Return the line containing "Objective — one marker per instance of the woman in" and all lines after it exactly; stop at the end of the material.

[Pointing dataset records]
%%

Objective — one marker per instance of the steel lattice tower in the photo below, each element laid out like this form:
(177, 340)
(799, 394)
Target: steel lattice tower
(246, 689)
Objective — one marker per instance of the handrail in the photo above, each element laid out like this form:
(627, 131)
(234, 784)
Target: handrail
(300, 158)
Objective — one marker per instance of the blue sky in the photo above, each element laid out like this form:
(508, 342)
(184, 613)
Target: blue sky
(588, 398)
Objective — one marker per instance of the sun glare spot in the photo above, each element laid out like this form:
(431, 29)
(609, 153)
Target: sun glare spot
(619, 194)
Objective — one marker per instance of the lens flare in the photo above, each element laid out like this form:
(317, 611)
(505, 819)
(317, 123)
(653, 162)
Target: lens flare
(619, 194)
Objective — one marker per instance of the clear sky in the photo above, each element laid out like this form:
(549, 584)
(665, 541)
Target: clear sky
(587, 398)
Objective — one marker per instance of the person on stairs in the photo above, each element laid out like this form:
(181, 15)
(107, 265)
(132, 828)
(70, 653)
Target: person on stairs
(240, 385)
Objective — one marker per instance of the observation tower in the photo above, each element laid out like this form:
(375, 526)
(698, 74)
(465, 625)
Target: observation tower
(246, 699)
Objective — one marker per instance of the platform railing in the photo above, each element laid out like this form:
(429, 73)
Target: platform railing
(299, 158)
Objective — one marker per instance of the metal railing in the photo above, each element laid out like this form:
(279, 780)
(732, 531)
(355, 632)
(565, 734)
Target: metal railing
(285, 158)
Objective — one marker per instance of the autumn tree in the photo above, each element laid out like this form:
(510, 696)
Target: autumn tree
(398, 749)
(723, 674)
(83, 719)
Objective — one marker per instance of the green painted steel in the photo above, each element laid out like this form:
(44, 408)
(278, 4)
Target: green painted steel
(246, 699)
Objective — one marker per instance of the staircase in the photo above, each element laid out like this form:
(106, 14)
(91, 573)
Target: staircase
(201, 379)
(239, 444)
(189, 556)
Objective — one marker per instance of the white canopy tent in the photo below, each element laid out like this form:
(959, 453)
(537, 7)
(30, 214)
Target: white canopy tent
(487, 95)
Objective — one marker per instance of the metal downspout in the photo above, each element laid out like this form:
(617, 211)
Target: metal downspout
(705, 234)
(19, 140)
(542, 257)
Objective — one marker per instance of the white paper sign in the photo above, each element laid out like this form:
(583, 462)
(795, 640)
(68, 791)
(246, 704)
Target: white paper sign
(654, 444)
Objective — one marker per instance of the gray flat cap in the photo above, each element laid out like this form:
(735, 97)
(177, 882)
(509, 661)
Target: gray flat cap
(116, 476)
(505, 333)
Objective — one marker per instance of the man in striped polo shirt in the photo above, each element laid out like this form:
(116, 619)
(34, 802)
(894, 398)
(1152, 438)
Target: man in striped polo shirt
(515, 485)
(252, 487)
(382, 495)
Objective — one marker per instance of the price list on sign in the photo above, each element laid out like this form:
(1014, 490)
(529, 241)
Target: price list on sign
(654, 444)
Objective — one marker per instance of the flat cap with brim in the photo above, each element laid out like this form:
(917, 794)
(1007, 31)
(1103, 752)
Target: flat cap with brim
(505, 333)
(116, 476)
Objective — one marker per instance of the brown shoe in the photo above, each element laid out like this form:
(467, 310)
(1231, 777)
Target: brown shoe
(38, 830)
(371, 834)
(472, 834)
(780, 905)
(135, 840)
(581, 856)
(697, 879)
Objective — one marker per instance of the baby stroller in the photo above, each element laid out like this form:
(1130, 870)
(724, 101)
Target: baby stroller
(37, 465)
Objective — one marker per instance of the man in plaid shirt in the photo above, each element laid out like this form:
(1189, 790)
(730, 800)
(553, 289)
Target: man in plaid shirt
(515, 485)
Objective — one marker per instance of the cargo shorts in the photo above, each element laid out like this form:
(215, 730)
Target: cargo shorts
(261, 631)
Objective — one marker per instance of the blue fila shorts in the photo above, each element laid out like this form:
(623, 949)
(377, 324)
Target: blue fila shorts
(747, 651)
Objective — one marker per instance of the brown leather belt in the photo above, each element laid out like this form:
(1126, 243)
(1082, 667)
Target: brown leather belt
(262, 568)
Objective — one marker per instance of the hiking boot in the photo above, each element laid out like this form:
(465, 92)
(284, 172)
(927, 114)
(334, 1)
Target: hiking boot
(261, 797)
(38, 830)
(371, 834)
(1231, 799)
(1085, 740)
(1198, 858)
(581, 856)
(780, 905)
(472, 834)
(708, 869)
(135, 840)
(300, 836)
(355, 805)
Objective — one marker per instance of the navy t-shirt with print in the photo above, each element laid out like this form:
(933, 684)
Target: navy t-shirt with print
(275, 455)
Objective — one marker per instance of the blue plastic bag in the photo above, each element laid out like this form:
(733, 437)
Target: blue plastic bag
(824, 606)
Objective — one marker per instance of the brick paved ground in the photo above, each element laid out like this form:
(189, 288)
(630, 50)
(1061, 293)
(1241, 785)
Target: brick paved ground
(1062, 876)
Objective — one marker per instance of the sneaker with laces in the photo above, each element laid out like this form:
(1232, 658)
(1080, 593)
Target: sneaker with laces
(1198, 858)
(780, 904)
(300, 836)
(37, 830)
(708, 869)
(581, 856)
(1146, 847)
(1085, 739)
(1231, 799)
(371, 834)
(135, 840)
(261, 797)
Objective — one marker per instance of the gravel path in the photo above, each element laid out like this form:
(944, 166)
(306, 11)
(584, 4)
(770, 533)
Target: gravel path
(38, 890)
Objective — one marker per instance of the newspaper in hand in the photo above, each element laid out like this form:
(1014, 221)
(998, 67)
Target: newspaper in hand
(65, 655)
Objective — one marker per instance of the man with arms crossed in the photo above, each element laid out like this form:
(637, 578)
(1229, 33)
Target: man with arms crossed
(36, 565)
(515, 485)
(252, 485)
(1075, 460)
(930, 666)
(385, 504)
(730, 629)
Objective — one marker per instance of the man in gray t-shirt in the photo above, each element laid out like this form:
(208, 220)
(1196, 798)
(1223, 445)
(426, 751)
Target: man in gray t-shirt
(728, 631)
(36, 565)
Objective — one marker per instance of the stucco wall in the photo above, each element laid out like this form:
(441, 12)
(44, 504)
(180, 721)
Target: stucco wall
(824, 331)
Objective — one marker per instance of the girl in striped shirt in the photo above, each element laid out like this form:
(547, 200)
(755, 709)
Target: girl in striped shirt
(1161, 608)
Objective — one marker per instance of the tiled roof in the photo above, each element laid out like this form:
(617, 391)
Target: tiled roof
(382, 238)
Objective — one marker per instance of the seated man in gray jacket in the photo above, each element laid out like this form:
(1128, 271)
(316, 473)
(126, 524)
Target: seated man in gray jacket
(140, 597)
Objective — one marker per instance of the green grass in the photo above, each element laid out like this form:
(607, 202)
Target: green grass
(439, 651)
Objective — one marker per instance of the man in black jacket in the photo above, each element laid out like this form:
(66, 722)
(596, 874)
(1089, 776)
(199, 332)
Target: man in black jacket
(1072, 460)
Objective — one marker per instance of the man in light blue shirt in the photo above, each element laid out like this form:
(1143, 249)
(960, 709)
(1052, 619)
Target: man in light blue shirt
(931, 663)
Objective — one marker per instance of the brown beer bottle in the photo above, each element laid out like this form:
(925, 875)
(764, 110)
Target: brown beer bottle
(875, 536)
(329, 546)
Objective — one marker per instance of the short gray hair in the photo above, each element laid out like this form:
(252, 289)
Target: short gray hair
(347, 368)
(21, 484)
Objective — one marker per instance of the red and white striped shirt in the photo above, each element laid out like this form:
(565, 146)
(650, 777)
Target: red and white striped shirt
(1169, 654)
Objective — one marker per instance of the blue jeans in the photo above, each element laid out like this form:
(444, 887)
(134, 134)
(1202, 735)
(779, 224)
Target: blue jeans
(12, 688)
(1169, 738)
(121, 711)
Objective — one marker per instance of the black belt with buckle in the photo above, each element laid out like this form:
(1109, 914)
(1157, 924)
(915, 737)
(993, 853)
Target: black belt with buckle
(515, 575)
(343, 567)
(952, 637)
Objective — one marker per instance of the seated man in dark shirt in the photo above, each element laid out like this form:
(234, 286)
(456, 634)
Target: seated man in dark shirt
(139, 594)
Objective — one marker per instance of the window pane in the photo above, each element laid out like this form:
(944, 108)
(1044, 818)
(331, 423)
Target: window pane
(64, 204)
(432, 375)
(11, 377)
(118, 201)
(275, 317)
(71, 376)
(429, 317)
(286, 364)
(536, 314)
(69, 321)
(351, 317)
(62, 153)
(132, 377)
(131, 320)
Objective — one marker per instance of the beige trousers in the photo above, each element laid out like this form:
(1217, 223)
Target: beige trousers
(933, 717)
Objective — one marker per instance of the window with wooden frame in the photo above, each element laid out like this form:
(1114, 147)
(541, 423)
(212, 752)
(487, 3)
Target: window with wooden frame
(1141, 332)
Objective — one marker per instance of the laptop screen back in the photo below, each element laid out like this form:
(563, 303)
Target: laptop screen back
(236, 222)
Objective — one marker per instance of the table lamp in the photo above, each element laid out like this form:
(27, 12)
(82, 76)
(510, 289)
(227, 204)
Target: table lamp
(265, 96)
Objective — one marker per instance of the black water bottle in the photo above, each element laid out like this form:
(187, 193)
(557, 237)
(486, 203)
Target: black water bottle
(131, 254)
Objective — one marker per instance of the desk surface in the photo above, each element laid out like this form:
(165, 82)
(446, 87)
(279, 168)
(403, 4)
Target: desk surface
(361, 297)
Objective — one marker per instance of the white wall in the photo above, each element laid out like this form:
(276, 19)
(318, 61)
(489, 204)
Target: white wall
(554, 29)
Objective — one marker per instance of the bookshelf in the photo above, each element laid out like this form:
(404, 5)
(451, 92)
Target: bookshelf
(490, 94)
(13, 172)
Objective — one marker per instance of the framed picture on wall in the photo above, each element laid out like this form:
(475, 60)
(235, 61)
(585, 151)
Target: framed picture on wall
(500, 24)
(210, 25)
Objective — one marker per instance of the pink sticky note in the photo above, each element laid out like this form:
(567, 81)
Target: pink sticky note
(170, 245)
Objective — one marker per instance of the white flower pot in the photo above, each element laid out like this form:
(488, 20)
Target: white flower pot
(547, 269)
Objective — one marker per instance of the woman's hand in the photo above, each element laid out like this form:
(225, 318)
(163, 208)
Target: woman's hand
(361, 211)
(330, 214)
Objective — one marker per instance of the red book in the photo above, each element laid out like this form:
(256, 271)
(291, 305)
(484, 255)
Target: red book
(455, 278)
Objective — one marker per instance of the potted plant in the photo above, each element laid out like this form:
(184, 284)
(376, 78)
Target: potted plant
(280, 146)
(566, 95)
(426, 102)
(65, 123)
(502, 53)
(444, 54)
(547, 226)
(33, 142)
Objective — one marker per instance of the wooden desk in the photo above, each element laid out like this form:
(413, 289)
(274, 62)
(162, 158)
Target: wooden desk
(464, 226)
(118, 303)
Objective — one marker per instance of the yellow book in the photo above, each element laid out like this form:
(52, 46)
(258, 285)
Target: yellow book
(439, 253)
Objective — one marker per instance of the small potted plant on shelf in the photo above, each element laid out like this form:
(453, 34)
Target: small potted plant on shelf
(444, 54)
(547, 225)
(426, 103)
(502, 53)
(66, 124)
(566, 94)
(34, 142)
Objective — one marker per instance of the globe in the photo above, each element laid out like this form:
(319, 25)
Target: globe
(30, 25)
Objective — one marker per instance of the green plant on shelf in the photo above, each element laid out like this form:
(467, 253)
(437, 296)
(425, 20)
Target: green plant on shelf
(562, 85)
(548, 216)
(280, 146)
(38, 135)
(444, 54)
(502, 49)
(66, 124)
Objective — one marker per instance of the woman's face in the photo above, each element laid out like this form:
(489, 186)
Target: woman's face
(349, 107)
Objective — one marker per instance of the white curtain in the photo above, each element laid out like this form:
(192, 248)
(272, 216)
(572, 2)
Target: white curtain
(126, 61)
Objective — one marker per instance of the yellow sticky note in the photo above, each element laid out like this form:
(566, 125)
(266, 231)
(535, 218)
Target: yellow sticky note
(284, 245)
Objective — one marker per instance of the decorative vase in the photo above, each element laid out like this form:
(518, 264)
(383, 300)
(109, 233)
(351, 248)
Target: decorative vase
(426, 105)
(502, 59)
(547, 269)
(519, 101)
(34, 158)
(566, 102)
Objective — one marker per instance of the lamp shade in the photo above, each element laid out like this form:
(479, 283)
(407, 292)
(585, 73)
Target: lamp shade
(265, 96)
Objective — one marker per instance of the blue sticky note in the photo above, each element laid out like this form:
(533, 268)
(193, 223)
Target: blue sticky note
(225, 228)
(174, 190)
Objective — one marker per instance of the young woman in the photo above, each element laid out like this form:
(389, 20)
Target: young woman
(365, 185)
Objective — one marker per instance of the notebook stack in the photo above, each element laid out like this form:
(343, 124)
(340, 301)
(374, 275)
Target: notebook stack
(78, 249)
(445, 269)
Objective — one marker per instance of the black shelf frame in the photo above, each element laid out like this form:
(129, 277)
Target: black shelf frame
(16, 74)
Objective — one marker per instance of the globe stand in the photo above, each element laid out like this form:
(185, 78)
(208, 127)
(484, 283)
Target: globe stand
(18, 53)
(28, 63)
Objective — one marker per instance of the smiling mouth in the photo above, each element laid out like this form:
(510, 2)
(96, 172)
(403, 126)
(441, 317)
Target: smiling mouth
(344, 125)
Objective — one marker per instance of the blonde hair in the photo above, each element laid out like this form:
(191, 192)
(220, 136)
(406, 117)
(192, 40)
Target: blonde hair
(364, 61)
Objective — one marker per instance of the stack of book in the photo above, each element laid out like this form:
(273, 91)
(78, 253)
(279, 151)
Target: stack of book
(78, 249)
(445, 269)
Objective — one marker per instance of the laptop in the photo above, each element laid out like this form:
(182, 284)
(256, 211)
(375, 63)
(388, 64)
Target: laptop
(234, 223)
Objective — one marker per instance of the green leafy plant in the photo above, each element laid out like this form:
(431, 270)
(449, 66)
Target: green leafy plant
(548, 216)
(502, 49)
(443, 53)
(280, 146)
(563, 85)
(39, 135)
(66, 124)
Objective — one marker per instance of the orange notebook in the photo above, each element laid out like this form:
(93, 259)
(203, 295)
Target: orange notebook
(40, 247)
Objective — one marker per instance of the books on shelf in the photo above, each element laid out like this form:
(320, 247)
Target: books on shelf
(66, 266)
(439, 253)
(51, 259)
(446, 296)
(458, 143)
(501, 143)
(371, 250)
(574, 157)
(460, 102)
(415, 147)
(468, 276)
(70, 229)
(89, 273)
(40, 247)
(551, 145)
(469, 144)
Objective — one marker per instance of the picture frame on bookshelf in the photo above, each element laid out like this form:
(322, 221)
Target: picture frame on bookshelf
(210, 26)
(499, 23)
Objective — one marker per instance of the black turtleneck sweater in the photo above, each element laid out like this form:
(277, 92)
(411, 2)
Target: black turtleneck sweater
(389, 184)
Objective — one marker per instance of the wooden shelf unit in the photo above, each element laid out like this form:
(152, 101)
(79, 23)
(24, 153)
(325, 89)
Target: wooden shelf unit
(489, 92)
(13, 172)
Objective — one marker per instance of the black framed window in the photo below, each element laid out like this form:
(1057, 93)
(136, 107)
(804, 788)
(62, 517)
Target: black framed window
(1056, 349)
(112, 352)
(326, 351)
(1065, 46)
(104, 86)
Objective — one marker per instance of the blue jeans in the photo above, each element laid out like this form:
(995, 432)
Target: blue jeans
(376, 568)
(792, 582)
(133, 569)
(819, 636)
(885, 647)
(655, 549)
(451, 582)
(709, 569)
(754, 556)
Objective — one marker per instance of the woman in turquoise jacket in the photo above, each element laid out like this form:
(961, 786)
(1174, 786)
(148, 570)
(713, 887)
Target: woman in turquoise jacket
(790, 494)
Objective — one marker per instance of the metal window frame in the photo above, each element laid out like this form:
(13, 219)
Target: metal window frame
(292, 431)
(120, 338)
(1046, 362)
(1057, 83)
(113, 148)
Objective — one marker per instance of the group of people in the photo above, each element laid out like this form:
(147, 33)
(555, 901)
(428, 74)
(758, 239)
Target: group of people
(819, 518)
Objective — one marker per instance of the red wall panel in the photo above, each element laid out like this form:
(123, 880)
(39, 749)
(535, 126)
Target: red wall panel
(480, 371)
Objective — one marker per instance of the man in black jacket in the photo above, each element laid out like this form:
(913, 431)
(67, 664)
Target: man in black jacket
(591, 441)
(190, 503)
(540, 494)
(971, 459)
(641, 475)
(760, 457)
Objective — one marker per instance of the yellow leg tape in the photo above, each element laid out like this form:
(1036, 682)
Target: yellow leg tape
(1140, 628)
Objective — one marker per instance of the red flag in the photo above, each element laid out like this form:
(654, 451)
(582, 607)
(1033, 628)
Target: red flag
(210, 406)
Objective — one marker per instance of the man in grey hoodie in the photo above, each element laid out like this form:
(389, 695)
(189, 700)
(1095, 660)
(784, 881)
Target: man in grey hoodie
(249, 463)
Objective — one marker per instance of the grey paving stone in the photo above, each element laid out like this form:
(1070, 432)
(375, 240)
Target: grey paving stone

%%

▶ ANSWER BELOW:
Objective — one marker per instance of the woman in turquoise jacket in the photo above, each element laid out like this form:
(961, 786)
(1174, 786)
(148, 570)
(713, 887)
Target: woman in turquoise jacket
(790, 494)
Objective — one marker per instance of the metal window frame in the photo above, each element laid out like this form:
(13, 219)
Target: metal window frame
(292, 431)
(120, 338)
(1046, 362)
(1057, 83)
(113, 148)
Objective — one marker per instance of the group of people in the photo above, each element laid out like this form:
(147, 33)
(555, 901)
(428, 74)
(758, 239)
Target: group of people
(819, 518)
Objective — one marker per instance of the red wall panel in the photo above, each element laid out like this form:
(123, 880)
(39, 749)
(535, 126)
Target: red wall panel
(480, 371)
Objective — one marker per instance of the man in black jacket in the photo above, each element laid out like this form:
(913, 431)
(67, 664)
Target: man in black jacket
(591, 441)
(190, 503)
(540, 494)
(971, 459)
(641, 475)
(760, 457)
Objective — one marker per instance of the yellow leg tape in the photo above, each element laid out like this form:
(1036, 682)
Target: yellow leg tape
(1140, 628)
Objective — one marker per instance of the red flag in the photo above, each element laid out like this form:
(654, 451)
(582, 607)
(1033, 628)
Target: red flag
(210, 406)
Objective — one marker per instance of the man in grey hoodie in the photo above, each element laid out like this form:
(389, 695)
(189, 700)
(1095, 660)
(784, 881)
Target: man in grey hoodie
(249, 463)
Objective — one marker per instance of the grey paving stone in the photo above, each element laid out like this form:
(1070, 432)
(375, 240)
Target: grey paving stone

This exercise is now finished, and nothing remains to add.